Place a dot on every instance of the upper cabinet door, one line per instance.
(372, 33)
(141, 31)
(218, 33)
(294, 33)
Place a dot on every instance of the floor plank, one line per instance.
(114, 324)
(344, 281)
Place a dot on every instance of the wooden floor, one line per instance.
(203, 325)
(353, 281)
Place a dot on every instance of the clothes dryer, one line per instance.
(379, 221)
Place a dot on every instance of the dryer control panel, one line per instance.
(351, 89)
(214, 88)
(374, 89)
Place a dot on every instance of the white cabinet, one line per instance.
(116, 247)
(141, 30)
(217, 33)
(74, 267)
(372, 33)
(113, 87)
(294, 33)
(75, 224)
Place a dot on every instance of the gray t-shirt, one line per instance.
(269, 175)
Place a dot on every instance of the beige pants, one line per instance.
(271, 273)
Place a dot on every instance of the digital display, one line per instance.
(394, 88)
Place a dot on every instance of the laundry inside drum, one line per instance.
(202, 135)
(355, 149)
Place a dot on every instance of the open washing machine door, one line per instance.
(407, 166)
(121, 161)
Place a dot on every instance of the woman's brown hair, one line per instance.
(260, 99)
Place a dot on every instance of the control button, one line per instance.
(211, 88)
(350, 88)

..............................

### Task requirements
Please transcribe every entry above exactly as it appears.

### Solution below
Place a dot on every instance of the upper cabinet door, one line per instance.
(372, 33)
(141, 31)
(218, 33)
(294, 33)
Place a dot on every instance of the floor plank, one line per instance.
(114, 324)
(344, 281)
Place a dot on every instance of the wooden floor, one line per instance.
(203, 325)
(353, 281)
Place a dot on every instance of the clothes dryer, one line per instance.
(379, 221)
Place a dot on every instance of the dryer control panel, one line per instance.
(351, 89)
(214, 88)
(374, 89)
Place a dot on every instance of the white cabinet, one line per instance.
(116, 247)
(141, 30)
(217, 33)
(74, 267)
(372, 33)
(113, 87)
(294, 33)
(75, 224)
Place a dot on every instance of the gray t-shirt, one line per instance.
(269, 175)
Place a dot on every instance of the beige pants, one line per instance.
(271, 273)
Place a dot on every instance of the digital display, one line per instance.
(394, 88)
Place a dot on every instance of the laundry inside drum, one line per instance.
(202, 135)
(355, 149)
Place a dot on every instance of the open washing machine door, one line per instance.
(407, 166)
(121, 161)
Place a dot on every instance of the woman's brown hair, one line per instance.
(260, 99)
Place a dot on every instance of the control button, one line per instance.
(211, 88)
(350, 88)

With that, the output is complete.